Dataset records
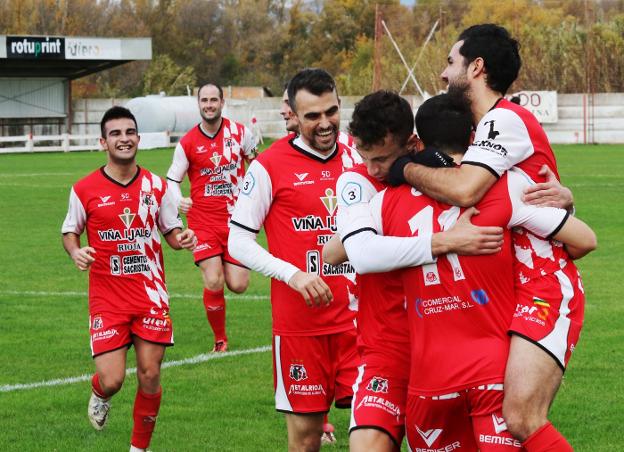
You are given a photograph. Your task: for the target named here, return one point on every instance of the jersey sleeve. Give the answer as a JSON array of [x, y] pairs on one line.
[[501, 141], [76, 216], [354, 191], [168, 217], [179, 166], [254, 200], [541, 221], [248, 144]]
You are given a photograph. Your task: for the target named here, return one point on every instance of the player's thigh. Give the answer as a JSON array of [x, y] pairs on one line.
[[371, 440], [149, 356], [439, 423], [532, 377], [236, 277], [212, 272], [111, 366]]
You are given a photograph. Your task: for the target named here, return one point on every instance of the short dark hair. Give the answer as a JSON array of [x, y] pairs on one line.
[[379, 114], [211, 84], [499, 51], [314, 80], [116, 112], [445, 122]]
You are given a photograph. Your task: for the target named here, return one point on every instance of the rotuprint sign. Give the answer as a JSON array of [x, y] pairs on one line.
[[31, 47]]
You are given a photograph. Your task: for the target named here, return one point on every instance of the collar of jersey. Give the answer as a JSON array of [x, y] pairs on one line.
[[299, 145]]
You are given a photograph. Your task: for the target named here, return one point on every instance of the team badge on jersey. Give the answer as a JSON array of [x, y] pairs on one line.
[[377, 384], [298, 372], [330, 201], [127, 217]]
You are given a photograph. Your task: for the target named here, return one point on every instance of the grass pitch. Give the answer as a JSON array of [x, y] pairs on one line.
[[227, 403]]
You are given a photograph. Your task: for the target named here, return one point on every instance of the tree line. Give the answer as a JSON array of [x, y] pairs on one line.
[[566, 45]]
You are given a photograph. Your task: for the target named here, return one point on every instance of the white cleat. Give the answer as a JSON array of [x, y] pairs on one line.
[[98, 411]]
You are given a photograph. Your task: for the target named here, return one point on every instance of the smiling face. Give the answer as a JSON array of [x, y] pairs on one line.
[[319, 119], [455, 73], [210, 104], [289, 117], [121, 141], [378, 158]]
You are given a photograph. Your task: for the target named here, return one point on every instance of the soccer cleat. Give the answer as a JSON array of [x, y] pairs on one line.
[[98, 411], [220, 347], [328, 436]]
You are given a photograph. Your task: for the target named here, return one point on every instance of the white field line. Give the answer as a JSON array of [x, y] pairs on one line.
[[181, 362], [85, 294]]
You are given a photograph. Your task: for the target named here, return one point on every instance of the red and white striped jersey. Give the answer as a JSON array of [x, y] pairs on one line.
[[290, 191], [122, 224], [215, 169], [460, 307]]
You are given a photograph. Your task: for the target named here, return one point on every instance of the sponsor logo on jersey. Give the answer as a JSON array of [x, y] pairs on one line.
[[429, 436], [298, 372], [499, 423], [127, 217], [115, 235], [377, 384], [216, 158], [330, 201], [306, 390], [502, 440], [340, 269], [371, 401], [487, 145], [147, 198], [492, 134], [98, 323], [479, 296], [105, 201]]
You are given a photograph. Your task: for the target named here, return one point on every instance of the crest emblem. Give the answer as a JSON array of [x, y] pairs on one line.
[[127, 217], [298, 372], [330, 201]]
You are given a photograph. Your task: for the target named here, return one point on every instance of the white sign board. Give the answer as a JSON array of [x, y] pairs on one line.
[[543, 104], [92, 49]]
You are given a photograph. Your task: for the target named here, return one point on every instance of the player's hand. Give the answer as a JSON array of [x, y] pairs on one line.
[[312, 288], [467, 239], [83, 258], [187, 239], [550, 193], [185, 205]]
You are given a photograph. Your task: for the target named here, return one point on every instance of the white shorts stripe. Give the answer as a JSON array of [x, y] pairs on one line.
[[281, 398], [557, 340]]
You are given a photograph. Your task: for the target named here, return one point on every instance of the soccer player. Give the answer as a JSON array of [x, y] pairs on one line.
[[382, 125], [289, 189], [482, 64], [123, 207], [212, 155], [469, 306]]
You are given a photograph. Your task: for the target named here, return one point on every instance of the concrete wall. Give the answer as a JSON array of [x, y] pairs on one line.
[[608, 116]]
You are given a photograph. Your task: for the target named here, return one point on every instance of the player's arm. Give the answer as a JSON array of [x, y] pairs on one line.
[[250, 211], [72, 228], [175, 176]]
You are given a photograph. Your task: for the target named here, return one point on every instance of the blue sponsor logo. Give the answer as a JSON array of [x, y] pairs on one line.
[[417, 305], [479, 296]]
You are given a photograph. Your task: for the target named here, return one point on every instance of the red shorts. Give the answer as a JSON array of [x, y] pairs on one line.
[[309, 372], [212, 242], [379, 399], [550, 311], [469, 420], [111, 331]]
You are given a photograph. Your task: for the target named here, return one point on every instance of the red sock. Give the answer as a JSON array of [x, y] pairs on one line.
[[145, 412], [547, 439], [214, 302], [97, 389]]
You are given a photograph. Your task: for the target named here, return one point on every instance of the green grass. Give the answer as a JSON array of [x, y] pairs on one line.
[[227, 403]]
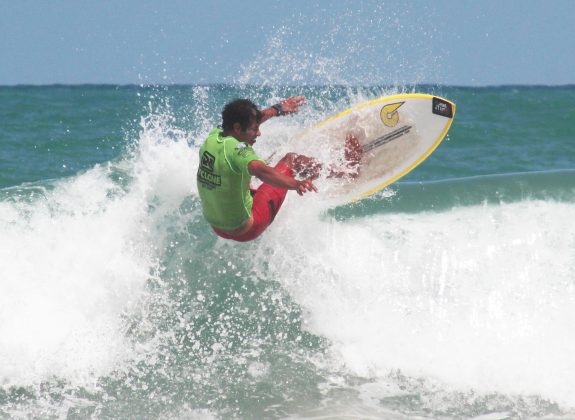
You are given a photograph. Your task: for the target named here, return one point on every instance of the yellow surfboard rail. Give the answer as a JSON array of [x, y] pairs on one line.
[[422, 157]]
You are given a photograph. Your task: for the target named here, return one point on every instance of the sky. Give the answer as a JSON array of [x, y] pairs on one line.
[[444, 42]]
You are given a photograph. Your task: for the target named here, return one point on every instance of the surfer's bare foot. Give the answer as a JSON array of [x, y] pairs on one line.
[[306, 167], [352, 154]]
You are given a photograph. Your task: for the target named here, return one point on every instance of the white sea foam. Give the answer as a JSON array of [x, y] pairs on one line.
[[75, 261], [479, 298]]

Written instruction: Reproduce, unchanged, the lines of the material from the line containing "the white sign" through the line containing "[[417, 305], [479, 296]]", with both of those lines included.

Full solution:
You are given a photograph. Your task: for the target named here, return one point on every instance of the white sign board. Give the answer as a JSON array of [x, y] pairs on one line.
[[543, 104], [92, 49]]
You are given a photograph. Your task: for the target named here, return one point on every instance of the player's hand. Give the answer as a JSON array of [x, y] pairs on one line.
[[312, 288], [467, 239], [83, 258], [187, 239], [550, 193], [185, 205]]
You are given a photograph. Your task: for the target named here, return one point on every instance of the white shorts stripe. Give the answer as a JSON array of [x, y] pairs on one line.
[[281, 398], [557, 340]]
You are given a photograph. Your task: for the target named here, return one point on every instance of the soccer player. Give the answer as a JSON array of [x, y] pairs on one line.
[[382, 125], [289, 189], [482, 64], [123, 207], [212, 155], [469, 306]]
You are given a photograph. Your task: for the target named here, return one point on every instance of the concrete wall. Give the answer as a JSON array of [x, y] pairs on one line.
[[608, 116]]
You are given a photograph. Your task: for the target named here, return one point on every instance of the player's arm. Give the answer as a JSON array of [x, y] pairs on one line.
[[250, 211], [72, 228], [175, 176]]
You are given a photograph. Your task: for the target named here, return one point on every instance of the blue sponsor logo. Give the answer as a JSON array of [x, y] pairs on one line.
[[417, 305], [479, 296]]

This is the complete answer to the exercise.